**WHAT IS EXPECTED**
Which lines in the records below contain the word "manicured"? Copy each one out.
─── SUPPLIED INFORMATION ───
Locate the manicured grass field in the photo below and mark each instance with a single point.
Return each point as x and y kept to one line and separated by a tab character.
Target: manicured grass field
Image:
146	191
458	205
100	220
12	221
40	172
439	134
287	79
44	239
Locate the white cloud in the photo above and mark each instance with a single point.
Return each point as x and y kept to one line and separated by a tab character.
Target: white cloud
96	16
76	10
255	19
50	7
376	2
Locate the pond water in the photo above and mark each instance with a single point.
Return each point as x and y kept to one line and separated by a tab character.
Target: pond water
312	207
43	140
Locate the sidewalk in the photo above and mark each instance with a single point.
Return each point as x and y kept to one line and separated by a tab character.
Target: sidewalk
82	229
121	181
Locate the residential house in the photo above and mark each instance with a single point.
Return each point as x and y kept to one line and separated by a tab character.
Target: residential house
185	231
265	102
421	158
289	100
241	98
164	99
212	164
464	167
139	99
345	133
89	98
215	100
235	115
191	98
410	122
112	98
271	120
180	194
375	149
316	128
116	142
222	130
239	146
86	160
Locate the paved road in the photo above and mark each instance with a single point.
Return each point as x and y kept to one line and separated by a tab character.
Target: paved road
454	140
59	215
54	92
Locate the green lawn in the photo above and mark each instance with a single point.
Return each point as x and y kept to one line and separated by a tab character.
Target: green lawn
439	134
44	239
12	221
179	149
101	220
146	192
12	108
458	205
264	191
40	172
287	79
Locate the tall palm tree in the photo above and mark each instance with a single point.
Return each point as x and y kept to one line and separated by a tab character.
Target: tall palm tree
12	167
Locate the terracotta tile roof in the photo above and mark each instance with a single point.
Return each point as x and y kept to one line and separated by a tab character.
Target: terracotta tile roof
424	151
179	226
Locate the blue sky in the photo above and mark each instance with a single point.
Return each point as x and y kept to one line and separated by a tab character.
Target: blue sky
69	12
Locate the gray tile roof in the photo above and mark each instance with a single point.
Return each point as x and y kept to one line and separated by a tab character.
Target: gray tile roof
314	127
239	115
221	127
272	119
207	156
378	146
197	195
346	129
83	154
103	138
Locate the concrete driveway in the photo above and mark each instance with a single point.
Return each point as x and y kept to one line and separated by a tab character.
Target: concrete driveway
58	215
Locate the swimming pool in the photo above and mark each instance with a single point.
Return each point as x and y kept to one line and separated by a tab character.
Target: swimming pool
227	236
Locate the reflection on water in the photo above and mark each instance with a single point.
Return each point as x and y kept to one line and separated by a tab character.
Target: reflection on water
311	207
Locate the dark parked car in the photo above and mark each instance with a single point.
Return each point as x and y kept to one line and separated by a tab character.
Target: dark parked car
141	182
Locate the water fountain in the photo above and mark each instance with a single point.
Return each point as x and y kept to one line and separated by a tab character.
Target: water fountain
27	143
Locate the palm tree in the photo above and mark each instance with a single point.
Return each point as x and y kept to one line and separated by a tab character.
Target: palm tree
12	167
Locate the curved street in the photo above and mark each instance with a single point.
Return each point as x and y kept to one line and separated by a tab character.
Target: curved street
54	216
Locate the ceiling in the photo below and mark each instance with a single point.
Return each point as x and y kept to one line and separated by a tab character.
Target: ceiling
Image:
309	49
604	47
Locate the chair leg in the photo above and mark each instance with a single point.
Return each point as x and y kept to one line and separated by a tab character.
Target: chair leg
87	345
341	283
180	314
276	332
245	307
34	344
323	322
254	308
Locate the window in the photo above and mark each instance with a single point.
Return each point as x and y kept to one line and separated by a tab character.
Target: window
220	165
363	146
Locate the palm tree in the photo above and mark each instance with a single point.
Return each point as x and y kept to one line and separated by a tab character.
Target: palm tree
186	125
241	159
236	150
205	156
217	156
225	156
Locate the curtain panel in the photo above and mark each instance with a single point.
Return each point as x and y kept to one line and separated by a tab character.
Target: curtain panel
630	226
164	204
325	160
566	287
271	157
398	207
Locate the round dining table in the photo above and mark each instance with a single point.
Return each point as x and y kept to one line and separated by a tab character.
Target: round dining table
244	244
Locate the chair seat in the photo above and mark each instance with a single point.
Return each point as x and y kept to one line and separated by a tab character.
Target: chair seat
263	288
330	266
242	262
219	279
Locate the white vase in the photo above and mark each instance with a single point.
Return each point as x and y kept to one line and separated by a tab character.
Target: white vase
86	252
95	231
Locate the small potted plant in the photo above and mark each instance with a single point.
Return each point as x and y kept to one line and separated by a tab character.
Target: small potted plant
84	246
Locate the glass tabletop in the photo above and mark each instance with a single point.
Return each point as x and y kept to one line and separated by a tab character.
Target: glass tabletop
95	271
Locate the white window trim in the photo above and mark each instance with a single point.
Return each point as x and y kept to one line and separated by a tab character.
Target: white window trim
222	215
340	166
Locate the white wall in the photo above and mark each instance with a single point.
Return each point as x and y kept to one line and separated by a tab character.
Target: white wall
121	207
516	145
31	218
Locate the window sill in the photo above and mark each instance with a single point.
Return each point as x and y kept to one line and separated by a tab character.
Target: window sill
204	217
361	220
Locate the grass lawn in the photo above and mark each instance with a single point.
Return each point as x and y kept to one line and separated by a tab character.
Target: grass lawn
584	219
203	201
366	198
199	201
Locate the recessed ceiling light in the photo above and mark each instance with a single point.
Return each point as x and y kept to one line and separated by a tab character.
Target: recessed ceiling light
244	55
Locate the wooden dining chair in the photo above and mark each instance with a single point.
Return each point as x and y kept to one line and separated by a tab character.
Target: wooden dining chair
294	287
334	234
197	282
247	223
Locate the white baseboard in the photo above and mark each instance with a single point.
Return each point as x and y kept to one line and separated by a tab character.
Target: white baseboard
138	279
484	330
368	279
───
─── SUPPLIED INFORMATION ───
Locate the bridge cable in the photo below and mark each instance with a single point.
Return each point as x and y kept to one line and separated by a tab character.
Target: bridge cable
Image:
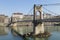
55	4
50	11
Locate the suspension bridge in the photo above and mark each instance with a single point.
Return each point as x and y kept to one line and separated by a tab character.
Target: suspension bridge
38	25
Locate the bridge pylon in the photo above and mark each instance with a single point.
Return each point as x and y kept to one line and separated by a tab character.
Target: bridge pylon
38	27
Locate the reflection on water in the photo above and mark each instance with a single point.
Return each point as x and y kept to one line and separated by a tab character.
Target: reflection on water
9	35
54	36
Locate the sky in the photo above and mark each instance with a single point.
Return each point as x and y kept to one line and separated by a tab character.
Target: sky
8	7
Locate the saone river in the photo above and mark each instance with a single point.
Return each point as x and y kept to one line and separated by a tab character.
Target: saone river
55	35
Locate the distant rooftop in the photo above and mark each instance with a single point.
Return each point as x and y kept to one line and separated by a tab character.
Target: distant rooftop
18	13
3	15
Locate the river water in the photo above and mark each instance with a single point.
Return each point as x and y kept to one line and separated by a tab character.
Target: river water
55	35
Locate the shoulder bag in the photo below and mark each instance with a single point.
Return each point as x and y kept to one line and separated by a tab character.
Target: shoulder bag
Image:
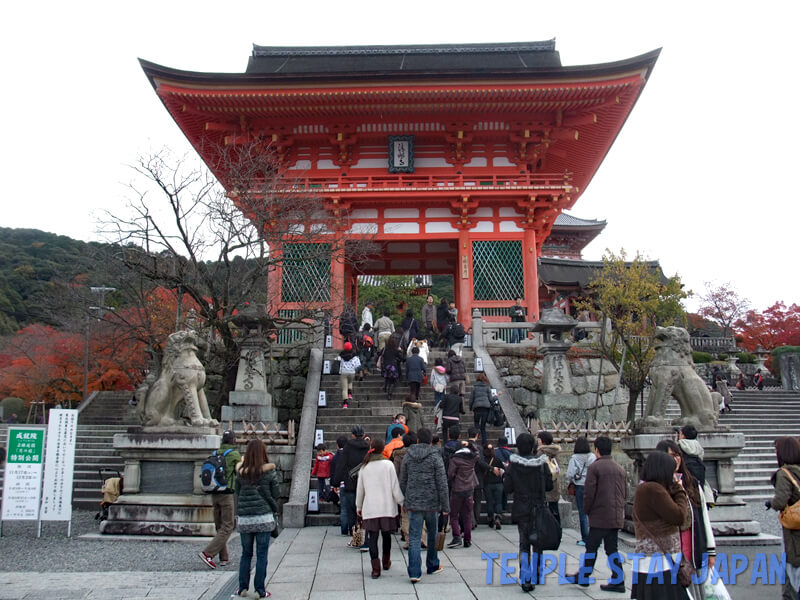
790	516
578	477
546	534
───
**REPLY**
Locate the manicured grass field in the photo below and mark each instance with a single point.
Target: manicured grass field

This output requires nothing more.